PROBLEM TO WORK ON | The copy you give must match the lines from the top of the data through the line containing "Then point out every instance of the dashboard" exactly, and it must hold no pictures.

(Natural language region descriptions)

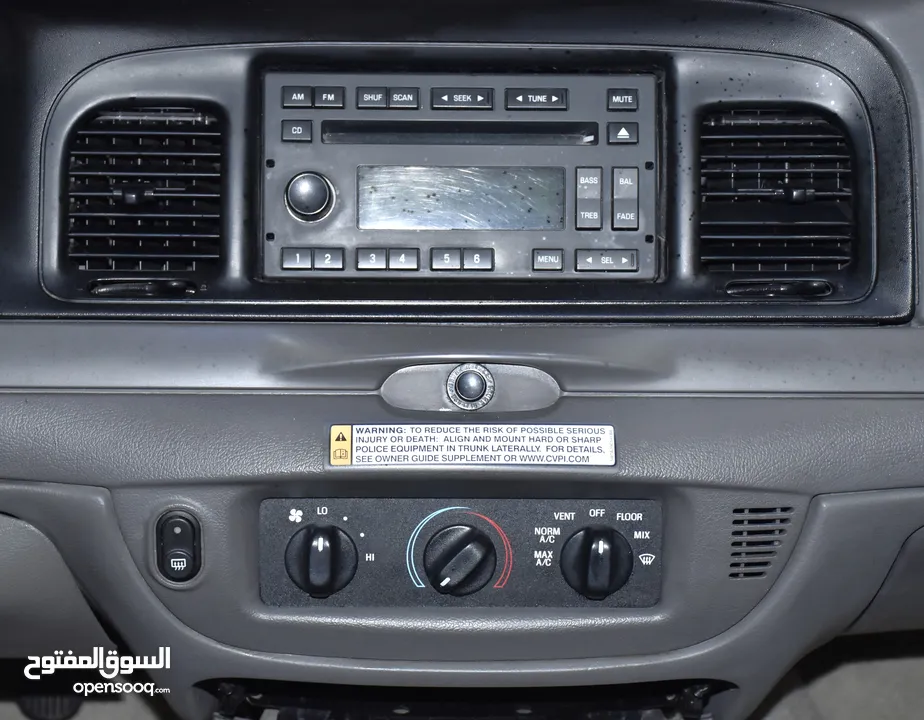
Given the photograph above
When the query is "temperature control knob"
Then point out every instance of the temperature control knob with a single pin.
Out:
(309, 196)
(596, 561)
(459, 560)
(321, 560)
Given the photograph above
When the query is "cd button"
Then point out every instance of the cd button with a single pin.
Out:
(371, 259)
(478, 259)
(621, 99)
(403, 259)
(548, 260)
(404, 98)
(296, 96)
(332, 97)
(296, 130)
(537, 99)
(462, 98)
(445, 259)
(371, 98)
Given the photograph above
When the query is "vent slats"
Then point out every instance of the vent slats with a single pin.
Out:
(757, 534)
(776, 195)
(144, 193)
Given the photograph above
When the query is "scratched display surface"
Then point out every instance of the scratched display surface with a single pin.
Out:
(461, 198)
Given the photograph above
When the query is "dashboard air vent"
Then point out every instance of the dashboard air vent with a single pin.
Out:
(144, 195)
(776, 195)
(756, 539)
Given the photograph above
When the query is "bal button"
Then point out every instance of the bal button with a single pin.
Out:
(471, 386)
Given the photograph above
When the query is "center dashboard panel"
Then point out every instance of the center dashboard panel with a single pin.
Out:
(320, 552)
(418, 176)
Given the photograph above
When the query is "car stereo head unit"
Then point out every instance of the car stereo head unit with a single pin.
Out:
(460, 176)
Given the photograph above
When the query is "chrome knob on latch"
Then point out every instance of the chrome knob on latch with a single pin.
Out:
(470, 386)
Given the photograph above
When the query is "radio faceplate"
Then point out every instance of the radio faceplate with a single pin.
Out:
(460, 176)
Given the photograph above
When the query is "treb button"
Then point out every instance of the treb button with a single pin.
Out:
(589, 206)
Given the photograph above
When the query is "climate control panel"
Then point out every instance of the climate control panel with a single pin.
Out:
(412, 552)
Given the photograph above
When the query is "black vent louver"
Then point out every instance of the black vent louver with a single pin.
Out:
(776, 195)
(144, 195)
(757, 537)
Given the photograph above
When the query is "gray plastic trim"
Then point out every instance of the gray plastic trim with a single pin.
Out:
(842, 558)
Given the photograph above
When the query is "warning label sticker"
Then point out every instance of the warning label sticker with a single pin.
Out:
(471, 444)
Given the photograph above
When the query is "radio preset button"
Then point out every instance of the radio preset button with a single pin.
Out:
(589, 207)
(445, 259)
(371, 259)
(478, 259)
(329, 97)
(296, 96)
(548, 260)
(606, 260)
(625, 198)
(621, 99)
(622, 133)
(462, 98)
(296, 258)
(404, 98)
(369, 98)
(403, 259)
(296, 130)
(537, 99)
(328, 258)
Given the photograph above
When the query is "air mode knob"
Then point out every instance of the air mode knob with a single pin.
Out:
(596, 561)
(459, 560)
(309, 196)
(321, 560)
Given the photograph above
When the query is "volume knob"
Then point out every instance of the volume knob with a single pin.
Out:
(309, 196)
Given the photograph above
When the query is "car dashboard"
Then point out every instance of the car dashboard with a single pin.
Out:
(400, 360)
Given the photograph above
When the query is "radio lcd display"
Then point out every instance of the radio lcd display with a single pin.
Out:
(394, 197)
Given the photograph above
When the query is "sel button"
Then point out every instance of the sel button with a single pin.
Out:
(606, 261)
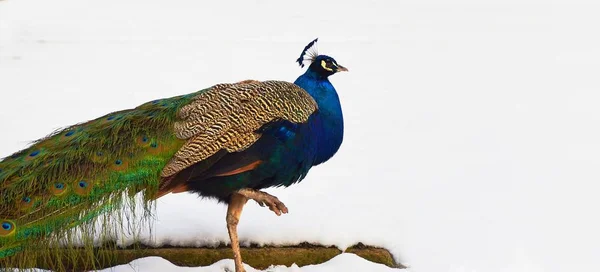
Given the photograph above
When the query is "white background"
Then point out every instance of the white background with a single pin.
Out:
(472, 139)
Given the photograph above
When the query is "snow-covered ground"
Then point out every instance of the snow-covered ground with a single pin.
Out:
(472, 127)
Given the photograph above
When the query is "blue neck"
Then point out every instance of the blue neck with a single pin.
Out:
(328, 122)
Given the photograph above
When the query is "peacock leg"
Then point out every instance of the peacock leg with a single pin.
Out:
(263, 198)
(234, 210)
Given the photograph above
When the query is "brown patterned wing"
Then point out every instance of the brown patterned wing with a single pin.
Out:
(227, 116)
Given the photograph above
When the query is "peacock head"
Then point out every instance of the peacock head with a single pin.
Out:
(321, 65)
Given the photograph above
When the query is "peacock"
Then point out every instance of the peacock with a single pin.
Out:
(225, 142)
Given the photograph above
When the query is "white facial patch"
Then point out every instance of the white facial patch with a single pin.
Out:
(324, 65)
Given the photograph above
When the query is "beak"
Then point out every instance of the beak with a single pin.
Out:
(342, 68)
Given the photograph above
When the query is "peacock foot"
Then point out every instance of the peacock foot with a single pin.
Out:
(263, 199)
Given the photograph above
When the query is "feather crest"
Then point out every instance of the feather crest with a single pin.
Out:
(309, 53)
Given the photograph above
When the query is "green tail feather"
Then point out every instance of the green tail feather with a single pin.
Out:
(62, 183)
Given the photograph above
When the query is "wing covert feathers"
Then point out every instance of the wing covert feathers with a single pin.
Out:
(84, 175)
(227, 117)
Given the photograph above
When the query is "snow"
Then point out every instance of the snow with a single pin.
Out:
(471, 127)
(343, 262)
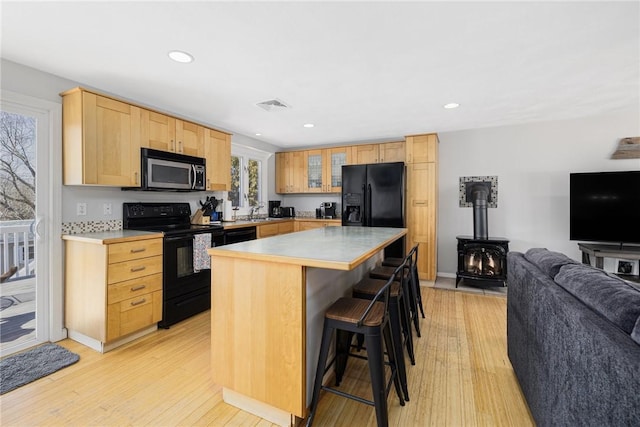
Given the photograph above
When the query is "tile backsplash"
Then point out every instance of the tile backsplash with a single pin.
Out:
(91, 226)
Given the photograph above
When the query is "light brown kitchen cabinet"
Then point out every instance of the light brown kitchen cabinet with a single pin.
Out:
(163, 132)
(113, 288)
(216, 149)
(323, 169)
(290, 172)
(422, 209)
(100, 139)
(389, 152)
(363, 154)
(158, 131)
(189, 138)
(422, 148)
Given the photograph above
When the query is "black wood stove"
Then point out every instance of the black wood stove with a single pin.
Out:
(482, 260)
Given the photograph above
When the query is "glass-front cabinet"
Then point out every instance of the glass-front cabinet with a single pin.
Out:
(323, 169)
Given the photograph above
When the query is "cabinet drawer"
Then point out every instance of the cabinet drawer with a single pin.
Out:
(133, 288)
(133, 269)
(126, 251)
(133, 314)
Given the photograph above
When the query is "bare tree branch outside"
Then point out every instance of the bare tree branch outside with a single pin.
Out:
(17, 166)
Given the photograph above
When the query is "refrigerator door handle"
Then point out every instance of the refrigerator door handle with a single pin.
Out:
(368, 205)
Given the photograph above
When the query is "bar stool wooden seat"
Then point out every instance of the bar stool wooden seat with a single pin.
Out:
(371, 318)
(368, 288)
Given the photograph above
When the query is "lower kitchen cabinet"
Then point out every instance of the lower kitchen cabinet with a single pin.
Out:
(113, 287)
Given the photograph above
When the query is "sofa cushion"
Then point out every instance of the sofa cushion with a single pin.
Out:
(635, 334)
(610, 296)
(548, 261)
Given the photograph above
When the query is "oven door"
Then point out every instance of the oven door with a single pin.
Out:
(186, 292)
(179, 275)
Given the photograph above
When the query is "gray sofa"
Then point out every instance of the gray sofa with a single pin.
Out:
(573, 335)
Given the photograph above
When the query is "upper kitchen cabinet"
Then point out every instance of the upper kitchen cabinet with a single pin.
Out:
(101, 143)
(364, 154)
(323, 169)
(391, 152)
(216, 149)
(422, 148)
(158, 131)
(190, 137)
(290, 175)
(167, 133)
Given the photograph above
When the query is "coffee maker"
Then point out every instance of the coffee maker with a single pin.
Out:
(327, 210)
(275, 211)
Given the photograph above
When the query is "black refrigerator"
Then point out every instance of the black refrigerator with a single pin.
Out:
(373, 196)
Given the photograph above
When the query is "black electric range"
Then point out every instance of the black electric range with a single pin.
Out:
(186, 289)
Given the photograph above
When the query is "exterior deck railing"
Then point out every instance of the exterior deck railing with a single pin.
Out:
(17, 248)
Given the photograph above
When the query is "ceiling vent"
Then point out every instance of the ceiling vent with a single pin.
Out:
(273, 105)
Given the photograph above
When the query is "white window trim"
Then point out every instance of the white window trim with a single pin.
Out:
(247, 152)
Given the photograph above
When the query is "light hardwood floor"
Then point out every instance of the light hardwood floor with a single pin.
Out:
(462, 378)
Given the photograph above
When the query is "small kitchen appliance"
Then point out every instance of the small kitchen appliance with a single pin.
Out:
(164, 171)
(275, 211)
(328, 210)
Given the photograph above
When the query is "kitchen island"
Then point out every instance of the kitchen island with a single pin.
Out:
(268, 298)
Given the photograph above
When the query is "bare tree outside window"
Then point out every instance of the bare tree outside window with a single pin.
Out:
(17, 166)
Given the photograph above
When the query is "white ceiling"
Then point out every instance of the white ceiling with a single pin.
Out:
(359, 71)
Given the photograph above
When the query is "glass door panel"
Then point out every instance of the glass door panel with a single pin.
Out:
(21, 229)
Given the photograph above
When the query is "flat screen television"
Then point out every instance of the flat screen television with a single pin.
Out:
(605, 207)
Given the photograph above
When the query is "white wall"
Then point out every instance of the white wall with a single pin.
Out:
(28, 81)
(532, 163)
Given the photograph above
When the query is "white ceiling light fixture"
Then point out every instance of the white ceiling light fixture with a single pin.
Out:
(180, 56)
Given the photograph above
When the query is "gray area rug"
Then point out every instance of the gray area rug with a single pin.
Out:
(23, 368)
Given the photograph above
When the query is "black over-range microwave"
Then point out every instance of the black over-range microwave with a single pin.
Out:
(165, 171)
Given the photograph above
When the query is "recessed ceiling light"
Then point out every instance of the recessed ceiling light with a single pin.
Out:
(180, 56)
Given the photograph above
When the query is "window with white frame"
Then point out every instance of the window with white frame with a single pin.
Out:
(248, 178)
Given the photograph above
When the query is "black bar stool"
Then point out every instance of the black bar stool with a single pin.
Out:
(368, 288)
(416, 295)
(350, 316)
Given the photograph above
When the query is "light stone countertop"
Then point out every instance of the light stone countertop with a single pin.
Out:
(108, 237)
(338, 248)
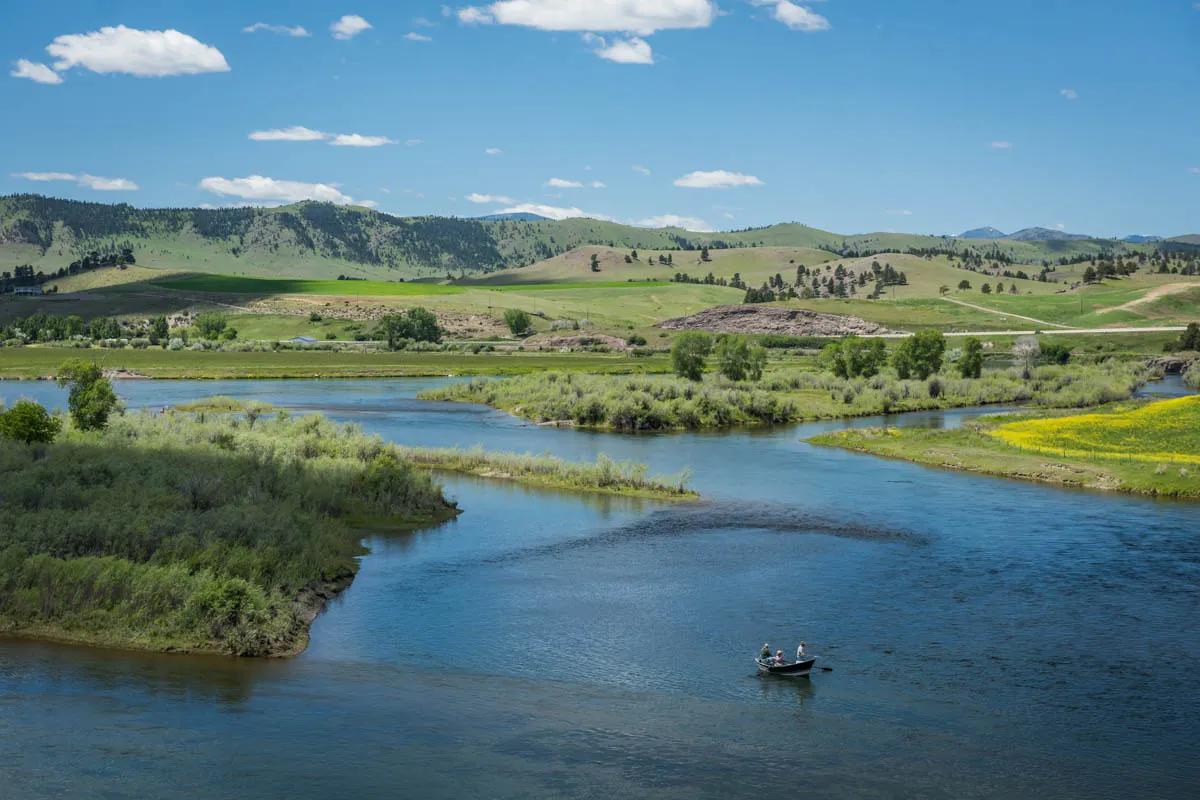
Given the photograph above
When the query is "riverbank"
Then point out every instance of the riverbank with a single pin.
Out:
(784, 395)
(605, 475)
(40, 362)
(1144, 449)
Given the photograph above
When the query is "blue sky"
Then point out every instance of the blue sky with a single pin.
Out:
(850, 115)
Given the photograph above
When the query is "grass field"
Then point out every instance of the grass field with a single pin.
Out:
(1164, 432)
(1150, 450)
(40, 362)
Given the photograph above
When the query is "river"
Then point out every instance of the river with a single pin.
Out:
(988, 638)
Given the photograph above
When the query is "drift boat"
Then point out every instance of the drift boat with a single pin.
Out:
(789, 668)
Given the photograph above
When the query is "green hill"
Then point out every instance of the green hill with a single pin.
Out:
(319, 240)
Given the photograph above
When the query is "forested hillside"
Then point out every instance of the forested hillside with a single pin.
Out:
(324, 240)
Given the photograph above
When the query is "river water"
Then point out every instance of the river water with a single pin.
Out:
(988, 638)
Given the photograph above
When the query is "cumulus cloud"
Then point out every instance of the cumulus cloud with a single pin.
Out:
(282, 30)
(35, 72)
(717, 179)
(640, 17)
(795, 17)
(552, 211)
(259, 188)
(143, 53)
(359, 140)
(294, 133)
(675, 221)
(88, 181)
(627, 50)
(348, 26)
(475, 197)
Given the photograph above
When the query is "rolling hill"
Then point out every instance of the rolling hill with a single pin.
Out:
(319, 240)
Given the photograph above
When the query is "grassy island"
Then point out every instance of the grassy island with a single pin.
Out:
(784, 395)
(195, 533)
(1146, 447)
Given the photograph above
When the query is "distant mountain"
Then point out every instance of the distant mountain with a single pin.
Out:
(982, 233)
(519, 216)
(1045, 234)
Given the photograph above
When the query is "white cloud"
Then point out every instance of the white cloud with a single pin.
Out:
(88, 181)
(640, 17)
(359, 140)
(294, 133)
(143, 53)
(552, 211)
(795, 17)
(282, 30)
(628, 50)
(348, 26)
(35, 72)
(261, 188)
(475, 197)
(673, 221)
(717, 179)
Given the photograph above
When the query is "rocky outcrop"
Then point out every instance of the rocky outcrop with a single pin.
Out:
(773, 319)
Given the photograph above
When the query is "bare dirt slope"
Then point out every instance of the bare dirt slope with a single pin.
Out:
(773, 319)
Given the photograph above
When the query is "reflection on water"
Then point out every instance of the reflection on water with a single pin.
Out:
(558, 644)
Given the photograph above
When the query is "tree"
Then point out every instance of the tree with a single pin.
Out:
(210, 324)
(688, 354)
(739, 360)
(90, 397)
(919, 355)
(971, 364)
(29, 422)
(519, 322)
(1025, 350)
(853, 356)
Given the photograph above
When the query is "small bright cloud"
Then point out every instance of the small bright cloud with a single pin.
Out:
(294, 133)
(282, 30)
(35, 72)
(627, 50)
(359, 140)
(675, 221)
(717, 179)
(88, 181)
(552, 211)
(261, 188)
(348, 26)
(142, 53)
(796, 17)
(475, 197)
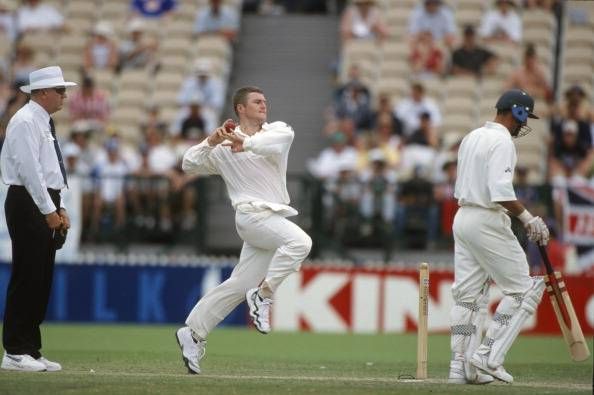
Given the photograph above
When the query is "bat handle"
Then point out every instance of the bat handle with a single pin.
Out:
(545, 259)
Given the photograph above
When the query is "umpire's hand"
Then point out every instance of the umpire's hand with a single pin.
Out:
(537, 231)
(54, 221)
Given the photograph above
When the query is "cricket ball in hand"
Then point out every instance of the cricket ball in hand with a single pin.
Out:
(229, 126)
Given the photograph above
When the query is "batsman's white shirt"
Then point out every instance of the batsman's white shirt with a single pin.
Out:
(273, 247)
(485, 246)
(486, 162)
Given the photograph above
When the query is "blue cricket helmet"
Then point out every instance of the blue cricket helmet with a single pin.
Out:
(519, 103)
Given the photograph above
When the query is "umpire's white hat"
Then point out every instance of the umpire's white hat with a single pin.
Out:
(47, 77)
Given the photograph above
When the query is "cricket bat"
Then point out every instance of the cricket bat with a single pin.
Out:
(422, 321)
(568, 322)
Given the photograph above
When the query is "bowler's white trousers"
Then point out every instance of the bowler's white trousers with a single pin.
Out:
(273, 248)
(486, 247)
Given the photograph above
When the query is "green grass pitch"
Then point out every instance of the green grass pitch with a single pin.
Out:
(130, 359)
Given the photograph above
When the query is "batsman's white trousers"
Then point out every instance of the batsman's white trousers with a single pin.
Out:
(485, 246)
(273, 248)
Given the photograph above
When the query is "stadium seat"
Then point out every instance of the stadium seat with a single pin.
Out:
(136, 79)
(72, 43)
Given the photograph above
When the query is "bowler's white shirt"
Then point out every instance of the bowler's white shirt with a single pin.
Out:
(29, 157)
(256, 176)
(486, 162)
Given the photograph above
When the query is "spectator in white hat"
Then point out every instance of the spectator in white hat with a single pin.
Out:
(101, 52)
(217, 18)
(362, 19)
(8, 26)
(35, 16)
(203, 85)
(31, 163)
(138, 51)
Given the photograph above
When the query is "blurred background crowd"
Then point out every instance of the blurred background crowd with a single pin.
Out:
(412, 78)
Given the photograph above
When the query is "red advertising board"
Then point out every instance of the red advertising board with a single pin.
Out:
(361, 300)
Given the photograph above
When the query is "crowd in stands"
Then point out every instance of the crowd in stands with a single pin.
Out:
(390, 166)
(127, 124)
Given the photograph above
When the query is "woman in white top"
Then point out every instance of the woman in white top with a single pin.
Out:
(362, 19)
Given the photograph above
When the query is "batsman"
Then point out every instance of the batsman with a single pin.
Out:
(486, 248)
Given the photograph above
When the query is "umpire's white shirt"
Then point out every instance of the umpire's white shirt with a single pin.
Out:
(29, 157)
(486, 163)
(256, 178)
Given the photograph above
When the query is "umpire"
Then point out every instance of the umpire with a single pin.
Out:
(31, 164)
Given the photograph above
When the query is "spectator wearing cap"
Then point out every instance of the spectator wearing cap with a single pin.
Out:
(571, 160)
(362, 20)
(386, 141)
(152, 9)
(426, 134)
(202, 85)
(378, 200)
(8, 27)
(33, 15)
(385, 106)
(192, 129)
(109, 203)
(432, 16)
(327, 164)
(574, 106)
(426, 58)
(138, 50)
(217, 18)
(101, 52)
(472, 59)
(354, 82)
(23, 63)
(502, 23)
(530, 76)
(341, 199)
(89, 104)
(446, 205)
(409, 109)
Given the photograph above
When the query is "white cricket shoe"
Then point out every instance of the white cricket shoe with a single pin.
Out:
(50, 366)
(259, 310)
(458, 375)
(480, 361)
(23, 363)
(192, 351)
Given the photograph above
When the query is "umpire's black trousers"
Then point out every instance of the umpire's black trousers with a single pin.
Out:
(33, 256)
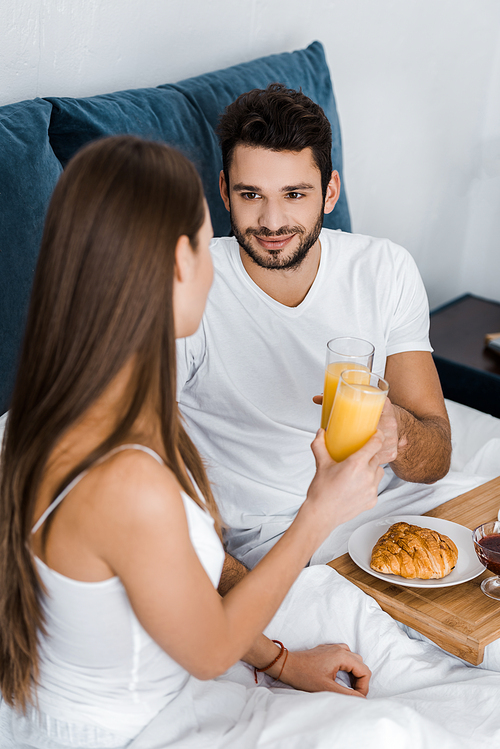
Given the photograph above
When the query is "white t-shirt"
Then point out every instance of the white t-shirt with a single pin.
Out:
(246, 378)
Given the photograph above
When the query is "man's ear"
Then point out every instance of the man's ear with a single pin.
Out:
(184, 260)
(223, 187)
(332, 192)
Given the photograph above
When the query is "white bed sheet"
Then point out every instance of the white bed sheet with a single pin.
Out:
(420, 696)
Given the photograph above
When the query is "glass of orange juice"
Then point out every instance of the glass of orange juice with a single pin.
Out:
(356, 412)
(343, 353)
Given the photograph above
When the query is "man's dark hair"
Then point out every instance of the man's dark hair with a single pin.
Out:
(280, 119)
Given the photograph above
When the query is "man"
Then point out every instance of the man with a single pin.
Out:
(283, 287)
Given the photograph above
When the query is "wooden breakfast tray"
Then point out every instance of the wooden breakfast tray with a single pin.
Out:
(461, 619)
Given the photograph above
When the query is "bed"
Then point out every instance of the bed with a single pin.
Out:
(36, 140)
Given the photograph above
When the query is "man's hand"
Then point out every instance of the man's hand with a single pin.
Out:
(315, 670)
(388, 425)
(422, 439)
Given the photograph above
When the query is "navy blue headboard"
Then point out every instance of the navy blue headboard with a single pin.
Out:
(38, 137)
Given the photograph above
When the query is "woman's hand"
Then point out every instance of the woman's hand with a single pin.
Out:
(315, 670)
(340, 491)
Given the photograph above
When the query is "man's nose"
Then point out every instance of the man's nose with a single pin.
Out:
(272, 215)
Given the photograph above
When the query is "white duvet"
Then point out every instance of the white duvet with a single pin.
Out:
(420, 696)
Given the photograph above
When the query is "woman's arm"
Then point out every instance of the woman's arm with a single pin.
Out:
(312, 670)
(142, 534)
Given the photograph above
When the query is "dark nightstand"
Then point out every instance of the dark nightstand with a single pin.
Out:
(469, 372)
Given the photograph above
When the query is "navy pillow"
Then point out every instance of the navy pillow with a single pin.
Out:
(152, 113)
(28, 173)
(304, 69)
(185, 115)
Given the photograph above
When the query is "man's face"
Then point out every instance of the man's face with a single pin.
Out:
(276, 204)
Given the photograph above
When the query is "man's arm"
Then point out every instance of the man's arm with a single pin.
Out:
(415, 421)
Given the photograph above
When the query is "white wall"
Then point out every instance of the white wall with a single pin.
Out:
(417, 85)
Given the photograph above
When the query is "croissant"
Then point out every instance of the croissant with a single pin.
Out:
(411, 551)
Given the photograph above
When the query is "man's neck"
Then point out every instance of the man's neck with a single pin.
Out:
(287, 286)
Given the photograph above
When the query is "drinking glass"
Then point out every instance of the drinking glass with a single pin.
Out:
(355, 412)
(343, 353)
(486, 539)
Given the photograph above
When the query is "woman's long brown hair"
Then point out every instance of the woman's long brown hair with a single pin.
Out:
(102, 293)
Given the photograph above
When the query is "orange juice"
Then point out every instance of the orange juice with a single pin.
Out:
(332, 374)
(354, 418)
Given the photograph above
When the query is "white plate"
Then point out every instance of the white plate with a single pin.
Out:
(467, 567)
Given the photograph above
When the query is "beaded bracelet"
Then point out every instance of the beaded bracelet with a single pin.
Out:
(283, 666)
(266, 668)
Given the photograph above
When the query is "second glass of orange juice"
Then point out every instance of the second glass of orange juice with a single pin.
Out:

YOUR RESPONSE |
Given the photograph above
When the query is "temperature control knob"
Then point out every instance of the temperature control knob with a single pin.
Out:
(309, 196)
(596, 561)
(459, 560)
(321, 560)
Given the photograph above
When the query is "cd button"
Then point out every instance of the cd button with a single pin.
Out:
(371, 259)
(478, 259)
(621, 99)
(403, 259)
(548, 260)
(404, 98)
(296, 96)
(332, 97)
(296, 130)
(537, 99)
(462, 98)
(445, 259)
(371, 98)
Given the photograph above
When the query is "vent slats"
Then point out every instance of the vent slats with a single pin.
Out:
(757, 534)
(776, 195)
(144, 193)
Given the photograph above
When the query is "scratched display surface"
Then point out every instance of the scratched display surface with a single pin.
Out:
(461, 198)
Given the photograph above
When the query is "dashboard air vent"
Then point out every instance of the dashboard air vent with a single pin.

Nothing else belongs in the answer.